* **Texte fourni**
On sait bien que quand le deuxième "faire" a un COD, on doit utiliser "faire faire qch. à (par) qn.",par ex. :
_"On *lui *fait attendre Jean."_

Or si le deuxième "faire" n'a pas de COD, on utilise "faire faire qn.", par ex.:
_"On *le* fait peiner."_

Pourtant, ce qui m'intrigue, c'est lorsque le deuxième "faire" est un verbe transitif directe, mais dans notre phrase il n'est pas suivi de COD, comment on fait ??         Par ex. :
_"On *le / lui **?* fait signer."
"On *le / lui **?* fait attendre."
"On *le / lui **?* fait chanter."_
etc .

j'ai une autre question sur la construction "faire faire "

si le deuxième "faire" est un verbe transitif indirect, on doit utiliser quelle construction ?   "faire faire qn." ou bien "faire faire à (par) qn. ? "
ex. :
On _*le / lui*_ *?*  fait répondre *à *cette question.

Merci d'avance !


*Note des modérateurs :* Plusieurs fils ont été fusionnés pour créer celui-ci.


----------



## quinoa

Ma foi, oui. Même si pas toujours très "heureux", surtout avec "attendre".
Par contre avec "moi", on aura :
On me le fait signer.
On me le fait attendre. (pas très "heureux" non plus)
On me le fait chanter.

On le fait *y* répondre. L'accumulation des pronoms n'est pas, ici non plus, très heureuse.


----------



## CapnPrep

La question d'Anna-chonger ne concerne pas les combinaisons de pronoms.

* **Données fournies**
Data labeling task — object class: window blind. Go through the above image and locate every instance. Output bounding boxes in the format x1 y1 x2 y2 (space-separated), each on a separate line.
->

* **Mise en pratique**
#1 Traduisez en anglais cette phrase du fil sur « faire faire » : « La question d'Anna-chonger ne concerne pas les combinaisons de pronoms. »
#2 Poursuivez le fil sur « faire faire » après sa dernière phrase.
Les lignes n'ont aucun lien avec le fil sur « faire faire ».

* **Réponses par point**
#1 Anna-chonger's question is not about pronoun combinations.

#2
Si l'infinitif n'a pas de COD (ni devant ni derrière), que ce soit un verbe intransitif ou un verbe transitif en emploi absolu, « son agent se met normalement à l'accusatif ». Mais « parfois, après _faire, laisser_ et _voir_, l'infinitif sans objet direct a son agent au datif » (c'est un style archaïsant ou littéraire). [citations du _Bon usage_ §903]

Dans tes exemples, Anna-chonger, on dira donc :


> _"On *le* fait signer."
> "On *le* fait attendre."
> "On *le *fait chanter."_


Mais ces phrases sont en principe ambiguës, car le pronom peut correspondre aussi bien au sujet qu'au COD de l'infinitif.


----------



## timofei

quinoa said:


> On le fait *Y* répondre.


Je dirais plutôt _on l'*y* fait répondre_.


----------



## CapnPrep

La question ne porte pas sur l'accumulation de pronoms, mais sur la forme que doit prendre l'agent de l'infinitif :

On _*le*_  fait répondre *à *cette question. (accusatif)​On _*lui*_  fait répondre *à *cette question. (datif)​​Les remarques de Grevisse que j'ai citées plus haut s'appliquent également à cet exemple : le pronom accusatif est normal, mais on peut aussi trouver le datif. Et certains verbes de ce type (transitif indirect) semblent même favoriser le datif, enfin ça dépend des locuteurs, comme toujours.


----------



## Aoyama

CP a tout a fait raison. On peut résumer (si besoin est) en montrant :

_"On *le/la* fait signer." _On *lui*/le/la fait signer un contrat.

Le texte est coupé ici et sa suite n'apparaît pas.